__Tasks and exercises__.
- 1) Answer the following questions using the article on trinucleotide repeats.
(a) What proportion of the human genome do short tandem repeats account for?
(b) Long TGG repeat tracts were shown to be implicated in a genomic disorder resulting from a deletion on which chromosome region?
(c) In which region of which gene is the expanded CGG repeat that causes fragile X syndrome located?
- 2) For each statement, state whether it agrees with the article on trinucleotide repeats, and quote the words of the article that decide it.
(a) The article was published on 30 April 2010.
(b) AAT, AAC and AAG repeats are overrepresented in human exons.
(c) Minisatellites have repeated units longer than 100 bp.
- 3) Continue the article on trinucleotide repeats from the point where it stops.
[Text provided — start]
Open Access

Trinucleotide repeats: triggers for genomic disorders?

  • Piotr Kozlowski1,
  • Krzysztof Sobczak1 and
  • Wlodzimierz J Krzyzosiak1Email author
Contributed equally
Genome Medicine20102:29

https://doi.org/10.1186/gm150

Published: 30 April 2010

Abstract

Among the various sequence repeats that shape the human genome, trinucleotide repeats have attracted special interest as a result of their involvement in a class of human genetic disorders known as triplet repeat expansion diseases. Recently, long TGG repeat tracts were shown to be implicated in a genomic disorder resulting from chromosome 14q32.2 deletion. Various different mechanisms might trigger this deletion, and looking at the problem from a structural biology perspective may help. Deeper insight into repeated sequences and their features may shed light on the mechanisms involved in this microdeletion and similar genomic rearrangements.

Genomic repeats and human diseases

At least a third of the human genome consists of repetitive sequences of various types, including large segmental duplications, also known as low-copy-number repeats (LCRs), long and short interspersed transposon-derived elements (LINEs and SINEs) and tandem repeats [1]. The tandemly repeated sequences encompass satellites (with repeated units longer than 100 bp), minisatellites (between 100 bp and 10 bp) and microsatellites (with a repeated motif shorter than 10 bp) [2]. The latter, also known as short tandem repeats (STRs) or simple sequence repeats, account for about 3% of the genome. Most of the STR tracts occur in the intergenic regions and introns, but a fraction of them, predominantly trinucleotide repeats (TNRs), also reside in exons and may be beneficial, neutral or deleterious. Among the beneficial roles of TNRs, which contribute about 0.1% to all STR sequences and are often polymorphic in length, is their potential to modulate cellular processes, including transcription splicing and translation [3]. These TNRs include repeats of CGG, CAG and AGG, which are overrepresented in human exons [4]. On the other hand, AAT, AAC and AAG are probably disadvantageous as they are negatively selected in exons [4]. TNR sequences undergo mutations at a very high frequency [5], and this may increase disease risk or trigger disease in specific conditions [6, 7].

Over the past two decades our thinking about the links between STRs and human diseases has been dominated by neurological disorders known as trinucleotide repeat expansion diseases (TREDs) [8, 9]. There are over 20 diseases that belong to this group, the best known of which are fragile X syndrome (FXS), myotonic dystrophy type 1 (DM1), Huntington's disease (HD) and spinocerebellar ataxias (SCAs). FXS is caused by an expanded CGG repeat located in the 5' untranslated region (UTR) of the fragile X mental retardation 1 gene (FMR1); DM1 is triggered by an expanded CUG repeat located in the 3' UTR of the dystrophia myotonica protein kinase gene (DMPK); and HD is caused by an abnormally elongated CAG repeat located in the open reading frame of the Huntingtin gene (HTT), which is translated to form a polyglutamine tract in the protein (Figure 1a-c). The repeat type and localization determines the mechanism of pathogenesis, which can be impaired transcription (FXS, Figure 1a), transcript toxicity (DM1, Figure 1b) or protein toxicity (HD and SCAs; Figure 1c) [10, 11].
[Text provided — finish]
[Data supplied — start]
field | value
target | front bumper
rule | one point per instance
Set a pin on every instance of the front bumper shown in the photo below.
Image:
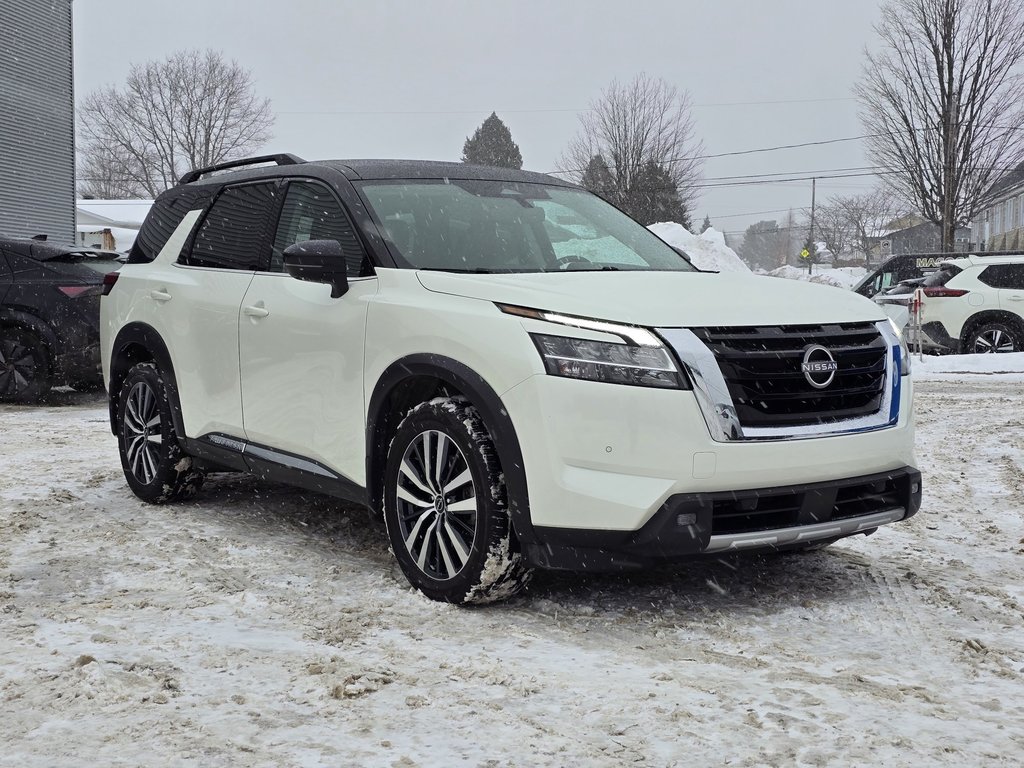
(689, 525)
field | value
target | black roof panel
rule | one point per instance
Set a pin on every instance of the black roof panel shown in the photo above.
(385, 169)
(429, 169)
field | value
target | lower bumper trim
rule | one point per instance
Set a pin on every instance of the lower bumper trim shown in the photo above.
(785, 537)
(689, 525)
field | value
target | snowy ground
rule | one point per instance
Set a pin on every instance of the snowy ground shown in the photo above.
(843, 276)
(708, 250)
(261, 626)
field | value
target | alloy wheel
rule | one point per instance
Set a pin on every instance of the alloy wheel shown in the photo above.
(436, 504)
(143, 437)
(17, 367)
(993, 340)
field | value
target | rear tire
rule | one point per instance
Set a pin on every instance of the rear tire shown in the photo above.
(994, 337)
(25, 367)
(157, 470)
(444, 507)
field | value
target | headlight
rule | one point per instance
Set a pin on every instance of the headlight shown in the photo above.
(615, 364)
(904, 350)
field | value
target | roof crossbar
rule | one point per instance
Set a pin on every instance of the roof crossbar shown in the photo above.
(198, 173)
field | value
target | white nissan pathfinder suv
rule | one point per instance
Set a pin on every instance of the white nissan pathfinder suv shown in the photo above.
(508, 369)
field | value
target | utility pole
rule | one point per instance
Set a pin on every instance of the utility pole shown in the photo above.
(811, 246)
(948, 225)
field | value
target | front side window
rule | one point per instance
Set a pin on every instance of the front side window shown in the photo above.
(311, 212)
(504, 226)
(231, 236)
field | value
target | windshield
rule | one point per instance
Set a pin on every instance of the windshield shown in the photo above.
(503, 226)
(945, 273)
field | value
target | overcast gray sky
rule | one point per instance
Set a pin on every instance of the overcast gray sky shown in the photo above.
(413, 78)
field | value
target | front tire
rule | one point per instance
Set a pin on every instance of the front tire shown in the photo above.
(996, 337)
(25, 367)
(444, 507)
(157, 470)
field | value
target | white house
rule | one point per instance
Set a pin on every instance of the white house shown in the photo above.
(111, 224)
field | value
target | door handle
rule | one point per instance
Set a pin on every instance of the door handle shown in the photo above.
(256, 311)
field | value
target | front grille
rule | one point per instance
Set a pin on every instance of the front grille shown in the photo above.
(745, 512)
(762, 369)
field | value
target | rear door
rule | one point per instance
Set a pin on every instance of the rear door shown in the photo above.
(1009, 282)
(300, 350)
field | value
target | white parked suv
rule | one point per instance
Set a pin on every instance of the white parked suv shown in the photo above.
(508, 369)
(975, 304)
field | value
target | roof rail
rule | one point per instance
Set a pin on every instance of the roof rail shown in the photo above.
(198, 173)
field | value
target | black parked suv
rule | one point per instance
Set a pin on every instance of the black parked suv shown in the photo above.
(49, 316)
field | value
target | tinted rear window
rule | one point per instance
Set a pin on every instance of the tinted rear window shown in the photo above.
(1004, 275)
(231, 236)
(941, 276)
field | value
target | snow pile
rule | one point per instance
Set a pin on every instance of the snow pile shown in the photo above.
(843, 276)
(1008, 368)
(708, 250)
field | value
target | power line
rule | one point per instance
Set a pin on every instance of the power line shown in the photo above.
(542, 110)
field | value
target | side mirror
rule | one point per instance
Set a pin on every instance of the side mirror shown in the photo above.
(318, 261)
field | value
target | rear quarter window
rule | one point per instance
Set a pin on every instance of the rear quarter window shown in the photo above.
(164, 218)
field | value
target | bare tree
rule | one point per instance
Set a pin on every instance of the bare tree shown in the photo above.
(943, 98)
(643, 133)
(192, 110)
(851, 225)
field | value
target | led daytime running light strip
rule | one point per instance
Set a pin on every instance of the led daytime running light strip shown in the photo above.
(639, 336)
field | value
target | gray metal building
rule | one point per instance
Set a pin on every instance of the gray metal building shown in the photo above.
(37, 120)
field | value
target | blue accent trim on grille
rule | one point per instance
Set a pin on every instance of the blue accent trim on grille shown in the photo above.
(897, 384)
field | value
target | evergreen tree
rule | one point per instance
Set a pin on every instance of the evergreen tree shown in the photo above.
(492, 144)
(598, 179)
(653, 197)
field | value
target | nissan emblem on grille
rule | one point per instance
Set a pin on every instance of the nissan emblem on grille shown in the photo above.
(819, 367)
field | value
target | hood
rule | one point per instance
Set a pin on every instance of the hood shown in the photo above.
(665, 299)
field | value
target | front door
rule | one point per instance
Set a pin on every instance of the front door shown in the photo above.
(300, 350)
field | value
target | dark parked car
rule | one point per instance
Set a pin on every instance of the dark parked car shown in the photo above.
(49, 316)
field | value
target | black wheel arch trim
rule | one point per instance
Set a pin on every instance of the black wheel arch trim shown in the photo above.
(482, 395)
(146, 337)
(989, 315)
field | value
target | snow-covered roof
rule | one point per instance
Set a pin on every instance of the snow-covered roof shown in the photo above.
(122, 213)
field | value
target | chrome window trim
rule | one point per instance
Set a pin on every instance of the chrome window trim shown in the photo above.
(719, 410)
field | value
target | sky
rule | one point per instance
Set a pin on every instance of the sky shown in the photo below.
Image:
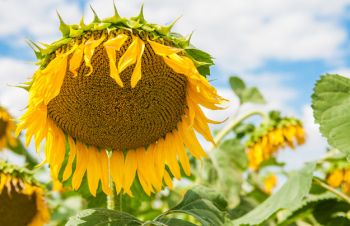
(281, 46)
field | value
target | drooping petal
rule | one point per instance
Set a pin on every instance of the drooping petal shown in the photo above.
(89, 50)
(117, 169)
(93, 170)
(75, 60)
(163, 50)
(72, 153)
(81, 165)
(111, 46)
(130, 171)
(131, 56)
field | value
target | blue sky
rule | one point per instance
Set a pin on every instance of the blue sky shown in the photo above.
(280, 46)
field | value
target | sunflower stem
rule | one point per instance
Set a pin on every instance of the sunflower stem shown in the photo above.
(234, 123)
(110, 197)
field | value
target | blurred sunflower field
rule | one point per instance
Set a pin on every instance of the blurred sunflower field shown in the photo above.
(117, 130)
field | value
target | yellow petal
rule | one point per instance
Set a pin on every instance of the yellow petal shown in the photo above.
(75, 60)
(81, 165)
(168, 180)
(191, 141)
(129, 171)
(117, 169)
(72, 152)
(181, 152)
(103, 164)
(143, 172)
(131, 56)
(171, 155)
(89, 50)
(93, 170)
(111, 46)
(163, 50)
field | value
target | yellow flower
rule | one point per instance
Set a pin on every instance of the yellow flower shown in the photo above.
(340, 178)
(22, 202)
(7, 129)
(270, 183)
(268, 143)
(123, 87)
(335, 178)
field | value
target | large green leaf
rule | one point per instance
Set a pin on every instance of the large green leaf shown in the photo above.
(288, 197)
(103, 217)
(305, 208)
(332, 212)
(202, 206)
(244, 93)
(230, 162)
(331, 105)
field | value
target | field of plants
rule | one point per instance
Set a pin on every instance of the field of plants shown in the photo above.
(118, 109)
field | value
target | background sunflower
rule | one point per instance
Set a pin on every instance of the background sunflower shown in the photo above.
(21, 197)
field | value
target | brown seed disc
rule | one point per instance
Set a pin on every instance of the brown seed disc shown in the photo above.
(3, 126)
(98, 112)
(16, 209)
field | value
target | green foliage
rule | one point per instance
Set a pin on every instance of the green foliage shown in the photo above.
(331, 105)
(289, 196)
(103, 217)
(244, 93)
(201, 203)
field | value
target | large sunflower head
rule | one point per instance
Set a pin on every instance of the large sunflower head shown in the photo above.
(125, 87)
(7, 129)
(21, 198)
(271, 137)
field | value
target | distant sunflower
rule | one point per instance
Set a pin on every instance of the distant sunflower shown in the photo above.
(286, 132)
(21, 199)
(123, 86)
(7, 129)
(270, 183)
(340, 178)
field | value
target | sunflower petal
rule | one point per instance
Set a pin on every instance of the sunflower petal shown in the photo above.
(163, 50)
(111, 46)
(89, 50)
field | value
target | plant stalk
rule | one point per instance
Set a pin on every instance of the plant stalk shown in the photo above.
(235, 123)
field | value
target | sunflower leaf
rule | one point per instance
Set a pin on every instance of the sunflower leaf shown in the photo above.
(244, 93)
(288, 197)
(101, 217)
(331, 105)
(204, 206)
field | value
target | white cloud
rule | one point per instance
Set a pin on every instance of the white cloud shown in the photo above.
(35, 19)
(12, 73)
(312, 150)
(242, 35)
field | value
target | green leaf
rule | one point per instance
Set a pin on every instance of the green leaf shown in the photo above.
(201, 207)
(103, 217)
(244, 93)
(288, 197)
(175, 222)
(305, 208)
(229, 159)
(332, 212)
(331, 105)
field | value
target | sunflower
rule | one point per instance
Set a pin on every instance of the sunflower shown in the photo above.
(22, 199)
(270, 183)
(7, 129)
(124, 96)
(340, 178)
(270, 139)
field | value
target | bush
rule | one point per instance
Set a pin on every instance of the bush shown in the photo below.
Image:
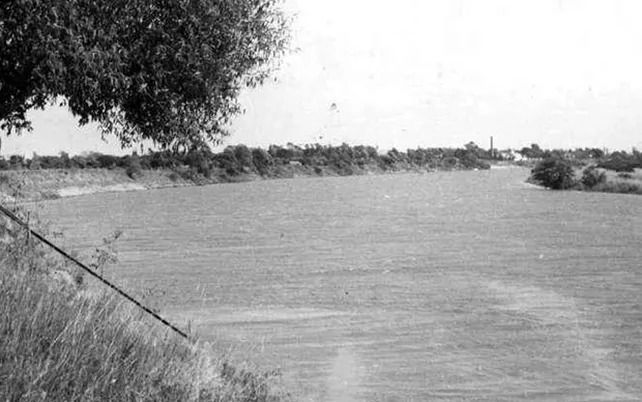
(554, 173)
(591, 177)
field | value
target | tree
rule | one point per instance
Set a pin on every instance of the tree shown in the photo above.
(166, 71)
(555, 173)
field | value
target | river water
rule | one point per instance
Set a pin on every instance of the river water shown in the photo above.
(413, 287)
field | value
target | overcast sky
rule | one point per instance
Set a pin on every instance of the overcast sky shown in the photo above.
(408, 73)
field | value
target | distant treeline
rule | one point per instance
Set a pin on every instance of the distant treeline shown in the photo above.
(240, 159)
(619, 161)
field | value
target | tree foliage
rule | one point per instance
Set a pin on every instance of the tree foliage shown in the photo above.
(555, 173)
(166, 71)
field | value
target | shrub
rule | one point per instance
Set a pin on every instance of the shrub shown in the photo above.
(591, 177)
(554, 173)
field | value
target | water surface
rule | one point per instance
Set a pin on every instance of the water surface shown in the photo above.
(441, 286)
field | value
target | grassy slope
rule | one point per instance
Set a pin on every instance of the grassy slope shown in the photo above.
(60, 343)
(55, 183)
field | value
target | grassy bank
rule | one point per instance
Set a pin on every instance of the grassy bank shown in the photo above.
(46, 177)
(59, 341)
(560, 174)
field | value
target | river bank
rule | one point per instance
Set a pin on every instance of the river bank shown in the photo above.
(37, 185)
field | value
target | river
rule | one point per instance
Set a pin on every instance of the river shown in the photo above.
(413, 287)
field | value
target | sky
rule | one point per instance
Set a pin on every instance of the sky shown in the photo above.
(409, 73)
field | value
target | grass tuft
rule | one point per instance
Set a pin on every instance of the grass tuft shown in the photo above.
(60, 342)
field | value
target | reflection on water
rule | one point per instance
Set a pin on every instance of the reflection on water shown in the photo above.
(447, 286)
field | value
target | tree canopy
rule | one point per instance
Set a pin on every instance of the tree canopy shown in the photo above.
(168, 71)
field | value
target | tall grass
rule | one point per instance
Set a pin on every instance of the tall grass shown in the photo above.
(59, 342)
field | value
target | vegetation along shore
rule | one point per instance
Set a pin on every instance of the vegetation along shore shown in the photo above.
(46, 177)
(617, 172)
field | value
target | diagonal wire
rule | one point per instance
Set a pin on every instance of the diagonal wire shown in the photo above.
(40, 237)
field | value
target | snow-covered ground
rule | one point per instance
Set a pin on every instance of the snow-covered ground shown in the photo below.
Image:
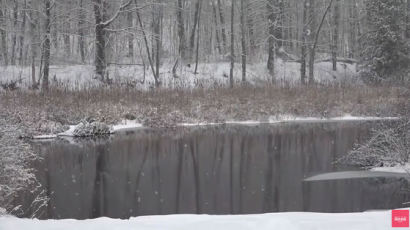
(78, 77)
(132, 124)
(373, 220)
(395, 169)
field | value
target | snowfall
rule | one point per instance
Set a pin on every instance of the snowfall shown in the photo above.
(371, 220)
(212, 74)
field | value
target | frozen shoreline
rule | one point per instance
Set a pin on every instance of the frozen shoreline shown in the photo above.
(132, 124)
(373, 220)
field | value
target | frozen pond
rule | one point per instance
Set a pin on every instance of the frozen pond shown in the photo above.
(212, 170)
[Data supplied — finish]
__Results__.
- 1)
(a) About 3% of the genome.
(b) Chromosome 14q32.2.
(c) The 5' untranslated region (UTR) of the fragile X mental retardation 1 gene (FMR1).

- 2)
(a) Yes: "Published: 30 April 2010"
(b) No: "AAT, AAC and AAG are probably disadvantageous as they are negatively selected in exons"
(c) No: "minisatellites (between 100 bp and 10 bp)"

- 3)
Figure 1

Triplet-repeat-mediated pathological mechanisms of human diseases. (a-c) Diseases associated with the expansion of triplet repeats (TREDs). (a) Expansion of CGG/CCG repeats over 200 repeats in exon 1 of the FMR1 gene located on chromosome X causes methylation of CpG islands in expanded repeats and flanking DNA, which results in the formation of heterochromatin and inhibition of transcription. Loss of FMR1 expression causes FXS in mutation-carrying males; FXS is thus a recessive disease. (b) Expanded CTG repeats (60 to a few thousand) in the 3' UTR of the DMPK gene are transcribed but not translated. Long CUG repeat hairpins cause a toxic dominant RNA gain-of-function effect mediated by sequestration of nuclear RNA-binding proteins, such as the alternative splicing regulator muscleblind-like 1 (MBNL1). There is clear evidence of an RNA gain-of-function effect in at least five TREDs: DM1, DM2 (expanded CCTG repeats), fragile X-associated tremor ataxia syndrome (FXTAS; expanded CGG repeats), Huntington's disease-like 2 (HDL2) and SCA8 (expanded CTG repeats). (c) The mutated HTT gene with expanded CAG repeats (40 to 100 repeats) in the coding region is transcribed and translated into a toxic protein containing an abnormally long polyglutamine domain. Intracellular aggregation of mutant protein is responsible for the pathogenesis of HD. A similar pathological mechanism is postulated for several dominant disorders known as polyglutamine expansion diseases: seven different spinocerebellar ataxias (SCA1, 2, 3, 6, 7, 8 and 17), dentatorubral-pallidoluysian atrophy (DRPLA) and spinal and bulbar muscular atrophy (SBMA). (d) Diseases caused by long TGG repeat tracts. The dominant UPD(14)mat-like phenotype is caused by the deletion of a 1.11 Mb fragment of chromosome 14q32, which is mediated by two interrupted TGG repeat tracts (red boxes A and B). The deleted fragment contains about a dozen protein and short RNA coding genes, including paternally (green) and maternally (red) imprinted genes. The phenotype results from loss of function of two genes, DLK1 and RTL1, and haplo-insufficiency of the others.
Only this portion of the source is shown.